Text block:
<<<<

Serosorting (choosing HIV-concordant partners to avoid transmission risk) [22–24], which was not assessed for casual partners, may further reduce transmission risk. However, at follow-up, 8% of participants reported UAI with a regular partner known to be HIV negative or of unknown HIV status, and serosorting with casual partners is known to be low [21]. (In our study 16% reported UAI with casual partners.) Importantly, if serosorting occurred while the participants wrongly believed that they were still HIV negative, then transmission would have been promoted [25]. This may explain why a recent study found that serosorting by MSM in the United States of America had only limited protective effect [26].

Our study was powerful in having a high level of participation, rapid enrolment post-diagnosis and 100% follow-up (<80% is typical), which are difficult to achieve in studying PHI [18,19]. There was little evidence of recall bias, as evidenced by the greatly reduced numbers of incident STIs corroborating the reported reduction in risk behaviour. Additionally, some participants reported increased transmission risk, and there were high rates of reported risk behaviour with regular partners. Limitations of the study are the descriptive format and the inability to distinguish whether the behaviour change observed was a consequence of counselling or knowledge of the infection per se. Standard counselling has been instituted, so this is of little relevance to the clinical situation.

As rates of HIV transmission in MSM in the United States of America, the United Kingdom and other parts of Western Europe remain high [1,2,4], improving our HIV prevention strategy is essential. Unfortunately, most HIV infections are not diagnosed at an early stage [27,28], permitting prolonged unknowing transmission risk. Clearly it is important to diagnose all HIV infections as early as possible – with ‘routinizing’ of testing in multiple healthcare settings having an important role to play [6, 7] – and to reduce transmission risk from all stages of infection through HIV care [16] and effective behavioural interventions [8].

Limited prevention resources need to be focused where they will be most effective, and this study indicates that an important component of HIV prevention should be targeted efforts to achieve rapid diagnosis of PHI in high-risk groups, which can greatly reduce transmission through (even transient) behaviour change, with extra counselling being directed to those most likely to pose an ongoing transmission risk. Identification of PHI requires a high frequency of testing, which is both feasible and cost-effective for high-risk individuals [29,30]. HIV RNA screening could identify substantially more PHI cases than antibody testing alone [31]. Effective strategies need to be developed to increase diagnoses of PHI, such as through increasing awareness of symptoms in non-GUM/HIV healthcare professionals as well as MSM to reduce missed opportunities for diagnosis [17,31], as well as increased emphasis on outbreak detection in surveillance to facilitate case finding [15]. More study is required to find ways to further reduce transmission risk in those who we found did not eliminate it completely.

>>>>

Task objective: In the passage on HIV transmission risk, what percentage of participants reported UAI with casual partners?

(Stored dataset items)
<<<<

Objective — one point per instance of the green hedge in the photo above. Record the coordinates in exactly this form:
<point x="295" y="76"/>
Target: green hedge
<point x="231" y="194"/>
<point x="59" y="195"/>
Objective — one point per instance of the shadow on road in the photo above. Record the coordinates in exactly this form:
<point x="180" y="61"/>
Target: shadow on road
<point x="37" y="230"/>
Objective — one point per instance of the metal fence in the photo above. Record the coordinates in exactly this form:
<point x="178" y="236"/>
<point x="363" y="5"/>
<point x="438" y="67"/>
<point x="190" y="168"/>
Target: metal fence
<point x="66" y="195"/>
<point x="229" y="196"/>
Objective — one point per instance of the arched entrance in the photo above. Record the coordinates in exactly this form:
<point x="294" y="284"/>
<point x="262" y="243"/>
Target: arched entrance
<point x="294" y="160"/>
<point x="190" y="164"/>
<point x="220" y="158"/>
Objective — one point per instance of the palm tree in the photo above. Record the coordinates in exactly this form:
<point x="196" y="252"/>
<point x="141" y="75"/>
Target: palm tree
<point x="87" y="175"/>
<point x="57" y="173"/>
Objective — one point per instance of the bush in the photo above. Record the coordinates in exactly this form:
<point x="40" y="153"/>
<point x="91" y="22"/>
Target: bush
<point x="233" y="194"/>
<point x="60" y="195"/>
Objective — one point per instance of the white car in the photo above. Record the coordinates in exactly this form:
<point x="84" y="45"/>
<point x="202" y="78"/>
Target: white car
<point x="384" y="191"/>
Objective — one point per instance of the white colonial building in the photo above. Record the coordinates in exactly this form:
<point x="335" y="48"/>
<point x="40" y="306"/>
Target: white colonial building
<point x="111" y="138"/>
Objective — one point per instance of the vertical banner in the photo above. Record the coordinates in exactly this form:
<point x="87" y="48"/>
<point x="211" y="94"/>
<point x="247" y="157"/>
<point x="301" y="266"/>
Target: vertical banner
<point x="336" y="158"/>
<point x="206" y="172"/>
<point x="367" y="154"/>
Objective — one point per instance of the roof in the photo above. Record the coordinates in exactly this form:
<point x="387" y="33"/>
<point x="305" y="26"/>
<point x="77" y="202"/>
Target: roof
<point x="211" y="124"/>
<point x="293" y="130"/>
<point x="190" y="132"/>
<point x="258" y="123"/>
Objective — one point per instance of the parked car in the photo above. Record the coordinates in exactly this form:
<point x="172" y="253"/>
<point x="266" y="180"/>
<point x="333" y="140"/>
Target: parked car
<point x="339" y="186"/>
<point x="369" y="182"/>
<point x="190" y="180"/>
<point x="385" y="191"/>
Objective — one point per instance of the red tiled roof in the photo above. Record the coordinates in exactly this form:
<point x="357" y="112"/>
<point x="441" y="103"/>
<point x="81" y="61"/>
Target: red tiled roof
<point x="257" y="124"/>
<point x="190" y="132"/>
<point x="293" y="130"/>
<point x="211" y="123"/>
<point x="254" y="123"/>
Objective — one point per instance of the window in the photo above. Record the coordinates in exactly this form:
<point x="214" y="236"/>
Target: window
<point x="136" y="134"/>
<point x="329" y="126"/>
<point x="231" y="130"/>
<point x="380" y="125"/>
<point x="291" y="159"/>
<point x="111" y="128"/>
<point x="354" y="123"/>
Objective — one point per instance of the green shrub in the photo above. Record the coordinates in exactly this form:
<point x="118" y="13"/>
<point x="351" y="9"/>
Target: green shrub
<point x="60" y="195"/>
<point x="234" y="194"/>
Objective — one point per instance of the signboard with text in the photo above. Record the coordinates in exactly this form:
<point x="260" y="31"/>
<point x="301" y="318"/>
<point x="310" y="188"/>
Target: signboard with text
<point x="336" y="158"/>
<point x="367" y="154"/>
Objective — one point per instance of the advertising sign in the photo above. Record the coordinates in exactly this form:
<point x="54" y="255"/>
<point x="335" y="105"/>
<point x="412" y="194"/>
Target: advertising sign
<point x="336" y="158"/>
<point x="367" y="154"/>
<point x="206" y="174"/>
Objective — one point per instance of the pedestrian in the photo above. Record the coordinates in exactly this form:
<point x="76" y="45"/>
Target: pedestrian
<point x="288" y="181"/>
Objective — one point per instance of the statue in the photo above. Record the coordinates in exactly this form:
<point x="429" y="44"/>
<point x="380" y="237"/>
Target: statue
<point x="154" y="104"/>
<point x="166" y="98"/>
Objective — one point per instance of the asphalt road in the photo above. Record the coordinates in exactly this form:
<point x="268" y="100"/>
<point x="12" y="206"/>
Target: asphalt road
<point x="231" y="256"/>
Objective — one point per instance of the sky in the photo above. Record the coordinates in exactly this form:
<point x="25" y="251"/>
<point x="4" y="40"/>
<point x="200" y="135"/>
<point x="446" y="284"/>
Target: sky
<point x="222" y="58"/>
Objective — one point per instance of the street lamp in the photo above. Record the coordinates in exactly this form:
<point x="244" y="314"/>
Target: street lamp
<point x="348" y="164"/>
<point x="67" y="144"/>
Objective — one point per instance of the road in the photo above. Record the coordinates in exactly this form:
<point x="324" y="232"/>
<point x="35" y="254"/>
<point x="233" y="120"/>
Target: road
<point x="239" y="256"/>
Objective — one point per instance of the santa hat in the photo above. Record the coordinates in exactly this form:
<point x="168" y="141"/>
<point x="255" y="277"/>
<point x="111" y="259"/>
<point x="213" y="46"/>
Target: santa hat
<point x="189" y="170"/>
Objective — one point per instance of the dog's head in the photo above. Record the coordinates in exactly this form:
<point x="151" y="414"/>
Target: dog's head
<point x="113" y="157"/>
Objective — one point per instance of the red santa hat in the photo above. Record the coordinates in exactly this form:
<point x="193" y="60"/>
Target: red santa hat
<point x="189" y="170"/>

>>>>

Completed exercise: 16%